START PROVIDED RECORDS
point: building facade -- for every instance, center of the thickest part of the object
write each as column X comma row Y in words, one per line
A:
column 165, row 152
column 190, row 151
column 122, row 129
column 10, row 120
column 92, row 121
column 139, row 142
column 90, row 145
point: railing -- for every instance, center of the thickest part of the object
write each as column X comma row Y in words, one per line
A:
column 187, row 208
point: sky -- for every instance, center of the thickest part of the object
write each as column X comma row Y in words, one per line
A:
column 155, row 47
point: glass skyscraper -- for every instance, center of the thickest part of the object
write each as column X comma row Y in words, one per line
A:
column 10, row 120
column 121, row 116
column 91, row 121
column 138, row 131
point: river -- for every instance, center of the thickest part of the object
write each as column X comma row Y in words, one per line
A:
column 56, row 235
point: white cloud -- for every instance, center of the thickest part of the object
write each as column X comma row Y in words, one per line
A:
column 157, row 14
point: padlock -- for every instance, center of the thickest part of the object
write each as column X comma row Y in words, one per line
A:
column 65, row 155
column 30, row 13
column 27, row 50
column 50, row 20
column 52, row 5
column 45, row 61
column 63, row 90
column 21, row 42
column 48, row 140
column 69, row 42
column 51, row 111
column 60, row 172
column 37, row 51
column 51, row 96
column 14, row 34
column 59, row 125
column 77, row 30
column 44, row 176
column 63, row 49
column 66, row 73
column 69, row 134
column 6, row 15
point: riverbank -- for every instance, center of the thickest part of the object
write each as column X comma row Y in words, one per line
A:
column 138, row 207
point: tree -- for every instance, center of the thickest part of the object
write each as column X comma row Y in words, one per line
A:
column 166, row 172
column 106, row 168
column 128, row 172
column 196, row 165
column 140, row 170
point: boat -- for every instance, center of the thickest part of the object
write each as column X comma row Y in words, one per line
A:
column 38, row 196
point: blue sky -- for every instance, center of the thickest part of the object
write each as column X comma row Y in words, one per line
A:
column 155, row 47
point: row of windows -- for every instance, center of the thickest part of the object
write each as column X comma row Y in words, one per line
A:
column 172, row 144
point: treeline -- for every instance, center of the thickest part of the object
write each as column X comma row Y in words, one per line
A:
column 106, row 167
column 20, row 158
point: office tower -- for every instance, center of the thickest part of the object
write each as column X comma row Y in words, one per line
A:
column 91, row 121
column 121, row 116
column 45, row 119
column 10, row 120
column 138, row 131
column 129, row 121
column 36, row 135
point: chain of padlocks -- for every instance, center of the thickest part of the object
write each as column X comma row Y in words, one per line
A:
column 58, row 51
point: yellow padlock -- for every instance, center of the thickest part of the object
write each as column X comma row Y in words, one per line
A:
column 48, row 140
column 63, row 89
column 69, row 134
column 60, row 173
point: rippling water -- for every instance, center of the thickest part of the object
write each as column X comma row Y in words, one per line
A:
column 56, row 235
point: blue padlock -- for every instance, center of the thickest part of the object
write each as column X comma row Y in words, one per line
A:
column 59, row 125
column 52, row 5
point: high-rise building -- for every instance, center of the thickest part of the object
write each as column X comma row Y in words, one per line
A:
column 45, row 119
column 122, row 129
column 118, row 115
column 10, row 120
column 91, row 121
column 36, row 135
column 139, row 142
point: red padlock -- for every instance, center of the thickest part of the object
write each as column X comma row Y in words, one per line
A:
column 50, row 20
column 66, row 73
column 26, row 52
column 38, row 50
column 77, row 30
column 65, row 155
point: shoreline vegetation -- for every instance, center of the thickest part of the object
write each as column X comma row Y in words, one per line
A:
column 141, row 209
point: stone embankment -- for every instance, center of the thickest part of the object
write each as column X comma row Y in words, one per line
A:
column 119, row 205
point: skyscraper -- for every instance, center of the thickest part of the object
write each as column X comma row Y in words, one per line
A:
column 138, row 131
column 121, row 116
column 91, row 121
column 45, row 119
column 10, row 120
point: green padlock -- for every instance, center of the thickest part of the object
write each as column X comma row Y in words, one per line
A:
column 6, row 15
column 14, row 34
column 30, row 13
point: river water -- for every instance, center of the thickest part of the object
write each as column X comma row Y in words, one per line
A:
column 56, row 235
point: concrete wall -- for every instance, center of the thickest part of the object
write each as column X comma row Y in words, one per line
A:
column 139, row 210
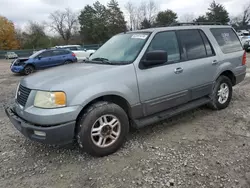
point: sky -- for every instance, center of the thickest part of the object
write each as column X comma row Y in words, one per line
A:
column 21, row 11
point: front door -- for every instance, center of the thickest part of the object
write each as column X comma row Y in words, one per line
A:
column 199, row 62
column 187, row 75
column 162, row 87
END PROVIDED RECORDS
Omit the pictures. Repeat the rest of the data exactly.

point: building facade -- for every instance, center of the thickest part of the object
write each as column X comma row Y in words, one per line
A:
column 165, row 152
column 190, row 151
column 122, row 129
column 10, row 120
column 92, row 121
column 139, row 142
column 90, row 145
point: railing -- for every instance, center of the thickest part of the object
write each as column X comma row Y in words, one per line
A:
column 187, row 208
point: sky -- for every instance, center of the thickest part of the object
write each as column X comma row Y in words, one per line
A:
column 155, row 47
point: glass skyscraper -- for every instance, center of the thickest part of the object
write each as column X comma row Y in words, one per line
A:
column 10, row 120
column 121, row 116
column 91, row 121
column 138, row 131
point: river -- for every instance, center of the thickest part of the object
write each as column X comma row Y in words, one per line
A:
column 56, row 235
point: white cloud -- for every instance, center of the thickest part of the object
write each as column X comma row Y in words, one per line
A:
column 157, row 14
point: padlock -- for every instance, center of the thickest part of the object
write each as column X comma row Y in words, one per line
A:
column 65, row 155
column 30, row 13
column 27, row 50
column 50, row 20
column 52, row 5
column 45, row 61
column 63, row 90
column 21, row 42
column 48, row 140
column 69, row 42
column 51, row 111
column 60, row 172
column 37, row 51
column 51, row 96
column 14, row 34
column 59, row 125
column 77, row 30
column 44, row 176
column 63, row 49
column 66, row 73
column 69, row 134
column 6, row 15
point: riverbank -- for every instance, center of the thickest part of the object
write each as column X comma row Y in words, one per line
A:
column 138, row 207
point: tree -- for every instance, center of the thickest part of the object
write each as column X comma row Y in words, one per line
A:
column 166, row 172
column 106, row 168
column 128, row 172
column 196, row 165
column 140, row 170
point: boat -- for every instance, center of the thickest part of the object
write each as column X comma row Y in words, one per line
A:
column 38, row 196
point: blue sky -- for every instance, center of the thickest part of the object
write each as column X comma row Y in words, one per line
A:
column 155, row 47
point: row of windows -- for every instance, center of the thickest part of the object
write each as column X comma row Y in words, one per line
A:
column 172, row 144
point: treeline -- for every instance, center of the thickest part of the object
write each as column X comma row Y in words, one per line
A:
column 106, row 167
column 20, row 158
point: office tower -- for every instance, center of the thickest part of the object
write each as column X comma row Y in words, one per line
A:
column 91, row 121
column 121, row 116
column 45, row 119
column 10, row 120
column 138, row 131
column 129, row 121
column 36, row 135
point: chain of padlocks -- for every instance, center of the thickest part of the object
write each as column X comma row Y in words, one per line
A:
column 58, row 51
point: yellow padlock -- for every instance, center of the thickest part of the object
write each as column X comma row Y in words, one per line
A:
column 48, row 140
column 63, row 89
column 69, row 134
column 60, row 173
point: rippling water -- for every instance, center of the thickest part of the object
write each as column X comma row Y in words, one per line
A:
column 56, row 235
point: blue padlock -- for every instance, center of the thickest part of the object
write each as column X comma row Y in words, one per line
A:
column 59, row 125
column 52, row 5
point: high-rise building -- for every instance, center of the thickest part of the object
write each as column X comma row Y in words, one per line
A:
column 45, row 119
column 122, row 129
column 118, row 115
column 10, row 120
column 91, row 121
column 36, row 135
column 139, row 142
point: red padlock -- for every instance, center of the thickest part of the object
write each as column X comma row Y in words, one per line
A:
column 50, row 20
column 66, row 73
column 26, row 52
column 38, row 50
column 77, row 30
column 65, row 155
point: shoreline vegetation -- for every instance, center of the thickest part of the object
write each as column X comma row Y in words, one per line
A:
column 141, row 209
point: stone embankment -- for every instance, center of the thickest part of the object
write each as column X comma row Y in words, one per line
A:
column 119, row 205
point: skyscraper -- for every instance, center of the thickest part of the object
write each as column X comma row Y in words, one per line
A:
column 138, row 131
column 121, row 116
column 91, row 121
column 45, row 119
column 10, row 120
point: green padlock -- for every instance, center of the thickest part of the object
write each as column X comma row Y in words, one per line
A:
column 6, row 15
column 14, row 34
column 30, row 13
point: river water -- for every instance, center of the thickest part of the object
write each as column X comma row Y in words, one per line
A:
column 56, row 235
point: concrete wall -- for every instance, center of the thickest part of the object
write each as column X comma row Y in words, one per line
A:
column 139, row 210
point: sky -- for every instance, center of the thickest part of the object
write each as column X comma row Y in words, one per line
A:
column 21, row 11
point: front door -- for every instance, center of the thickest part of the object
write each as column X comma row Y in words, one per line
A:
column 199, row 62
column 187, row 75
column 162, row 87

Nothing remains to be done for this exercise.